* _Tâche à réaliser_:
Dans le passage fourni, quelle somme les tuteurs demandent-ils à la cour de mettre à la charge de l'État ?

* _Passage fourni_:

┌──

Procédure contentieuse antérieure :

Mme D...F...a demandé au tribunal administratif de Rennes d'annuler l'arrêté du 20 février 2018 du préfet du Finistère portant refus de titre de séjour, obligation de quitter le territoire français dans un délai de 30 jours et fixant son pays de renvoi.

Par un jugement n° 1801054 du 8 juin 2018, le tribunal administratif de Rennes a rejeté sa demande.

Procédure devant la cour :

Par une requête et un mémoire enregistrés les 6 juillet et 4 décembre 2018, Mme G...C...et M. A...F..., en leur qualité de tuteurs de Mme D...F..., représentés par Me B..., demandent à la cour :

1°) d'annuler ce jugement du tribunal administratif de Rennes du 8 juin 2018 ;

2°) d'annuler l'arrêté du 20 février 2018 du préfet du Finistère ;

3°) d'enjoindre à l'administration de procéder au réexamen de la situation de Mme D...F... ;

4°) de mettre à la charge de l'Etat la somme de 1 500 euros en application de l'article L.761-1 du code de justice administrative.

Ils soutiennent que :

- l'avis rendus par le collège des médecins de l'Office français de l'immigration et de l'intégration n'a pas été communiqué, pas plus que ses fondements scientifiques, ce qui constitue une méconnaissance du droit à un procès équitable protégé par l'article 6 de la convention européenne de sauvegarde des droits de l'homme et des libertés fondamentales ;

- la décision litigieuse méconnaît les articles L. 1110-1 et suivants du code de la santé publique ;

- cette décision méconnaît le 11° de l'article L. 313-11 du code de l'entrée et du séjour des étrangers et du droit d'asile car elle ne tient pas compte des possibilités réelles d'accès au soin dans la région du Kosovo où réside l'intéressée, ni de l'impact qu'aurait sur sa santé une mesure d'éloignement qui l'isolerait alors qu'elle ne peut pas se prendre en charge ;

- cette décision méconnaît l'article 8 de la convention européenne de sauvegarde des droits de l'homme et des libertés fondamentales car ses enfants, qui assurent sa tutelle, résident régulièrement en France ;

- cette décision est entachée d'une erreur manifeste d'appréciation ;

- la décision fixant le pays de renvoi méconnaît l'article 3 de la convention européenne de sauvegarde des droits de l'homme et des libertés fondamentales car elle ne pourra pas bénéficier de soins suffisant dans son pays d'origine.

└──

* _Données recueillies_:
┌──

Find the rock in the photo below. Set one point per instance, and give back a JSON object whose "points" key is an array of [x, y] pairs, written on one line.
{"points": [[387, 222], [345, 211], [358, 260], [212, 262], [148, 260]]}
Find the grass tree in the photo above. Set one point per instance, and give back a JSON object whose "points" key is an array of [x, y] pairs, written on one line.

└──

* _Résultat_:
La somme de 1 500 euros, en application de l'article L.761-1 du code de justice administrative.